Select every line in the entries below that contains the word "cabinet", matching case exactly, and copy each of those lines.

BEGIN EXCERPTED DATA

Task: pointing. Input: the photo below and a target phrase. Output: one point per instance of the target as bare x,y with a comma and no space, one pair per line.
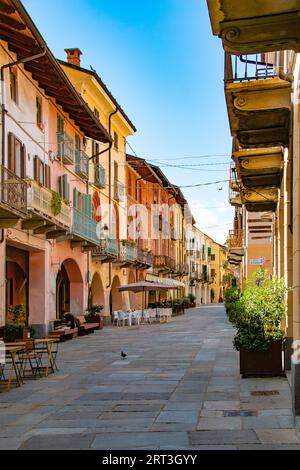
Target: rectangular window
97,114
64,187
16,155
13,84
38,170
39,112
116,140
47,177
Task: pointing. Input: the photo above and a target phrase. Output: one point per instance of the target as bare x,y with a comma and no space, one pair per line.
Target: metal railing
144,257
99,176
82,163
128,252
40,200
233,182
119,190
164,262
236,238
65,148
246,68
13,190
109,246
84,226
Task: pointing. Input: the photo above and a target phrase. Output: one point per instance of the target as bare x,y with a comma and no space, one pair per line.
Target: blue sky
164,66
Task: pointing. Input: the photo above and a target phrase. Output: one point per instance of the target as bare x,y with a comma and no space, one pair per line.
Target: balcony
144,259
84,229
234,187
259,167
44,217
65,148
82,164
99,176
108,250
13,198
235,242
258,102
127,254
181,269
249,26
119,191
260,199
164,263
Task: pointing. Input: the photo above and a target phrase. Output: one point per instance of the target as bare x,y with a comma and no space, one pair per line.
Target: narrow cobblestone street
178,388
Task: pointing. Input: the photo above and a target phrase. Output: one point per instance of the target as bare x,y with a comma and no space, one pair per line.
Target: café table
11,355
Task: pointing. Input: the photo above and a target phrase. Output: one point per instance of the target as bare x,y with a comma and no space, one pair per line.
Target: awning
164,280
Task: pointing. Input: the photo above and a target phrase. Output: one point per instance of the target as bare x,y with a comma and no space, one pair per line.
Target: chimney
73,56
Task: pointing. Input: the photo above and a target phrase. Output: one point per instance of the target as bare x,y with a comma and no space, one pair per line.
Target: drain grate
263,393
239,413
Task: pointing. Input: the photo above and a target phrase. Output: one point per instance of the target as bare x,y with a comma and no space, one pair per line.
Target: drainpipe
109,183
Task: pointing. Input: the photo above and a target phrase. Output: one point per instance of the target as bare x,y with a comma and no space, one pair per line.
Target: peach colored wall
259,251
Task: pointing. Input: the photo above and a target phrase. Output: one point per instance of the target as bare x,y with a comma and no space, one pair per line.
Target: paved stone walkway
178,388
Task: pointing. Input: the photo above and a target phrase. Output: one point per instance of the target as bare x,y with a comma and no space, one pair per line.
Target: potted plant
177,307
93,315
257,315
16,326
192,299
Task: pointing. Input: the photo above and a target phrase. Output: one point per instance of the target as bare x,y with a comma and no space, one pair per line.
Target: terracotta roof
24,39
94,74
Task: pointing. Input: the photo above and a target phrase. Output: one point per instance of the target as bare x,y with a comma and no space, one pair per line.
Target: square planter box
21,334
262,363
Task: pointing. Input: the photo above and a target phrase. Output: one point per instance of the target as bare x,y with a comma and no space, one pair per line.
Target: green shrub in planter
259,312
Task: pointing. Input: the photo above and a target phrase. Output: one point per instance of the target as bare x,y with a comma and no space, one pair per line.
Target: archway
132,295
97,291
115,298
69,289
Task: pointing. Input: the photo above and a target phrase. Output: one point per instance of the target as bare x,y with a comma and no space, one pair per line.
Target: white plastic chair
116,318
122,318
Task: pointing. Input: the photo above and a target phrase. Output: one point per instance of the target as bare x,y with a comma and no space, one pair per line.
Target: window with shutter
11,152
47,177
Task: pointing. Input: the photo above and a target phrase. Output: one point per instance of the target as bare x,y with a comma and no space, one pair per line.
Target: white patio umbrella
145,286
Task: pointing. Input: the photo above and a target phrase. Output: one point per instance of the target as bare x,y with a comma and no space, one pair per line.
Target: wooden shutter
47,177
11,152
75,199
60,186
23,161
36,169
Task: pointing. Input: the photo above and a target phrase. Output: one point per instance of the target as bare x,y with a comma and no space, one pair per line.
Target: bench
64,334
86,327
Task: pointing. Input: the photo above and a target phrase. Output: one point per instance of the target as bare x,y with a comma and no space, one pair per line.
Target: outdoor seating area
137,317
27,359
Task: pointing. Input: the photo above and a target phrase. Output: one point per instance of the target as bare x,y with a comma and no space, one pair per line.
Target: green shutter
89,203
67,191
60,186
75,198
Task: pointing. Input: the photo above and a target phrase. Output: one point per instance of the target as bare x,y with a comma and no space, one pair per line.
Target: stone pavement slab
179,388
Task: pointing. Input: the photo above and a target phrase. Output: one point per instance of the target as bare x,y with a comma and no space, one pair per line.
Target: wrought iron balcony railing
107,247
164,263
119,191
65,148
82,164
144,258
236,238
84,226
13,190
246,68
128,252
99,176
40,201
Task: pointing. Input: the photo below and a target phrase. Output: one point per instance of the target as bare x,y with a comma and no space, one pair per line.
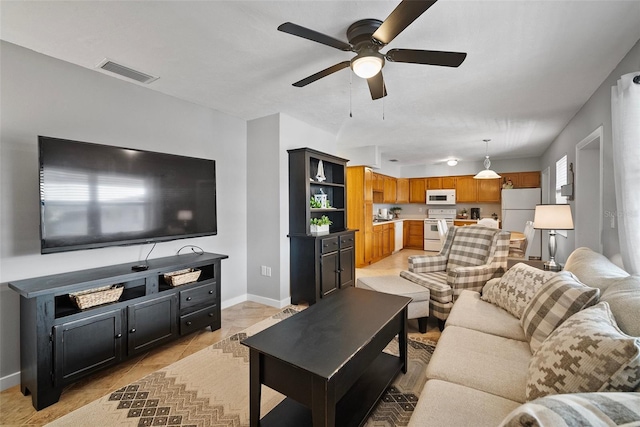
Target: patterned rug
211,388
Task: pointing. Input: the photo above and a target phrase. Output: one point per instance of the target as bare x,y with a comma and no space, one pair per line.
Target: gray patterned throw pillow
557,299
578,409
516,288
587,353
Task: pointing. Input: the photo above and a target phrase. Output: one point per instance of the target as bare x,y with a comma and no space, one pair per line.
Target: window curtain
625,115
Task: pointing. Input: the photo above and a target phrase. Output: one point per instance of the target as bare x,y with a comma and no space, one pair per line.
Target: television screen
95,195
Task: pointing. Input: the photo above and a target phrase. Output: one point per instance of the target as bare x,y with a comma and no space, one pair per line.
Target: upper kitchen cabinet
522,179
308,179
489,190
360,211
378,182
433,183
529,179
402,190
417,190
389,194
467,189
448,182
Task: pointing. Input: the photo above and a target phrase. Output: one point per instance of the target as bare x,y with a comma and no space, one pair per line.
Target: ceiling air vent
121,70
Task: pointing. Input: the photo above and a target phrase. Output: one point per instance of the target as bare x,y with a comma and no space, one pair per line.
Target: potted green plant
319,226
395,211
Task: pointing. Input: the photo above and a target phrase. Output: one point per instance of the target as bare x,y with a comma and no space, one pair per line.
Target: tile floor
16,409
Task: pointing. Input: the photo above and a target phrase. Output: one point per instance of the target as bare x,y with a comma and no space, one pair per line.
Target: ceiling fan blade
377,87
324,73
315,36
428,57
403,15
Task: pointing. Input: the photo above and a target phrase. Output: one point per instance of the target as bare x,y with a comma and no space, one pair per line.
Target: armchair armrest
427,263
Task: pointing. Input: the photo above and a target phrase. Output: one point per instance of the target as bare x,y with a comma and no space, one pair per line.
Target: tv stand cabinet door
152,322
86,345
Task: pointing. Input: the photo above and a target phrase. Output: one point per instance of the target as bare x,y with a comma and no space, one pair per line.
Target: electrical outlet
265,271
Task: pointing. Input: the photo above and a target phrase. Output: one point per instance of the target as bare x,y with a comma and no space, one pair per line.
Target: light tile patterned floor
16,409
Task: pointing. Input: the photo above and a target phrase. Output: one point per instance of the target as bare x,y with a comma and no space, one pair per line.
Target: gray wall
268,140
46,96
595,112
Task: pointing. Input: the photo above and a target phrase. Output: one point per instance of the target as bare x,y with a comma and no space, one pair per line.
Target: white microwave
441,197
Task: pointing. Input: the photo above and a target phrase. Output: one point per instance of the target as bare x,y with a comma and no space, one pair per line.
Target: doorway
588,189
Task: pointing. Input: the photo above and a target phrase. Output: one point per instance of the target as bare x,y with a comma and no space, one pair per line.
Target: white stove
431,236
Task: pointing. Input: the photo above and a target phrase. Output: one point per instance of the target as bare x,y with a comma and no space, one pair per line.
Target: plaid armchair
469,257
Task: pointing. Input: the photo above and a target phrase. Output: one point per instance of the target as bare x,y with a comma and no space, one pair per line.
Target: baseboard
233,301
10,381
268,301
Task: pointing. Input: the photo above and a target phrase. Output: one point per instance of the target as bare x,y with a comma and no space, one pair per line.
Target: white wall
595,112
46,96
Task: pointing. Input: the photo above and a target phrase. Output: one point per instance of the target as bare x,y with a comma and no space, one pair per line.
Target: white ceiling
530,66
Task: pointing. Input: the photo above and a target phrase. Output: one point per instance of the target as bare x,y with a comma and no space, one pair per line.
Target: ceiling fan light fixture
367,65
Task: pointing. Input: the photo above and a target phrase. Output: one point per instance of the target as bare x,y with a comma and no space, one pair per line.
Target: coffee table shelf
353,409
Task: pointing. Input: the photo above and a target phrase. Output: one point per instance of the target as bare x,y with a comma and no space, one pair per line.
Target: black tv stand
59,343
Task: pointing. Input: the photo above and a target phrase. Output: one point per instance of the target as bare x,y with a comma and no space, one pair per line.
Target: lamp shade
486,174
553,217
366,66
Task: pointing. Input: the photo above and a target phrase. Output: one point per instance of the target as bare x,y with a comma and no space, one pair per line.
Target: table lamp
552,218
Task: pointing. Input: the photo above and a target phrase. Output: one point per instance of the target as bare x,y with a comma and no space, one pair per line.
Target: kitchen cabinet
360,212
378,182
489,190
417,190
433,183
60,343
448,182
402,190
383,240
467,189
389,190
414,234
529,180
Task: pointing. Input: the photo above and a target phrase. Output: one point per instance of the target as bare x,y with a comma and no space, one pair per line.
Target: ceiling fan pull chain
350,102
383,97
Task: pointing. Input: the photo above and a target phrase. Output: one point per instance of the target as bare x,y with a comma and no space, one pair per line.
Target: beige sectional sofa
487,365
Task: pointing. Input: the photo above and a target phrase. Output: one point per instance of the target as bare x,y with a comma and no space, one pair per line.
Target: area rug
211,388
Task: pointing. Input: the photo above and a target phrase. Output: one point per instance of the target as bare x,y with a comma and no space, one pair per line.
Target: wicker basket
96,296
182,277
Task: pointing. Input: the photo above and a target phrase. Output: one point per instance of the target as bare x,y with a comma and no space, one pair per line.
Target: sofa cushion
481,361
579,409
470,247
555,301
470,312
587,353
516,288
440,405
624,299
593,269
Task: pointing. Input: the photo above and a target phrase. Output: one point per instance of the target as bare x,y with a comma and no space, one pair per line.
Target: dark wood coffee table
328,359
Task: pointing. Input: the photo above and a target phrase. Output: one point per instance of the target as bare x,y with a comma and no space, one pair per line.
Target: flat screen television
93,195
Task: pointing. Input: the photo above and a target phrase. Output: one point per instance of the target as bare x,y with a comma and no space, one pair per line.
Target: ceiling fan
366,38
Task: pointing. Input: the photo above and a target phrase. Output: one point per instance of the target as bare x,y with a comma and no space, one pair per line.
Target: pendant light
487,173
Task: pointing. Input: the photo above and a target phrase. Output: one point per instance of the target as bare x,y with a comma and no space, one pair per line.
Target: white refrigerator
518,207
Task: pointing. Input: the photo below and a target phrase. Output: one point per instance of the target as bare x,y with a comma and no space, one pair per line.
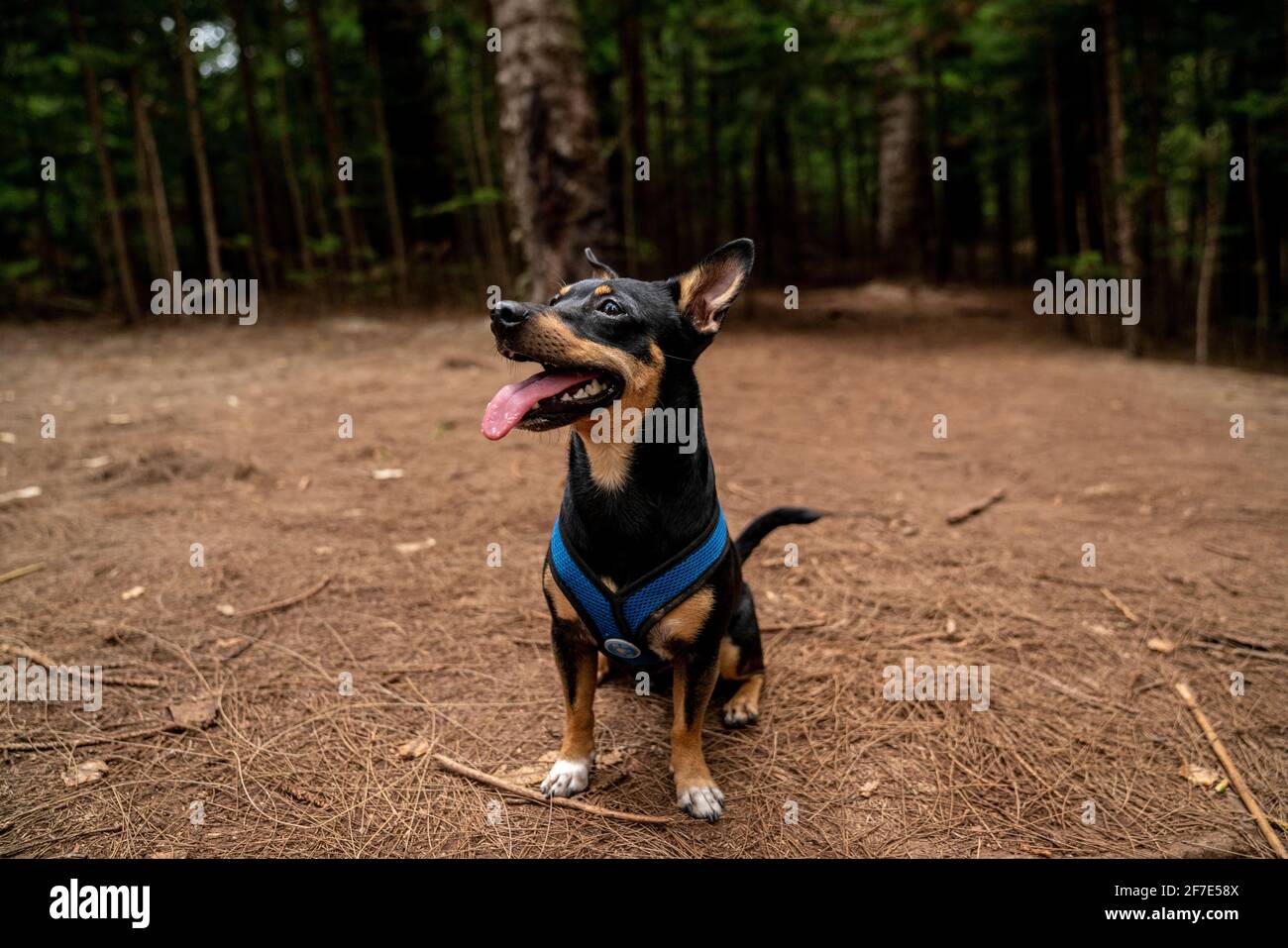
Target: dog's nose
506,314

END EXCERPTED DATA

— EXERCISE OUTPUT —
Target: upper kitchen cabinet
Target: tv stand cabinet door
Target: kitchen cabinet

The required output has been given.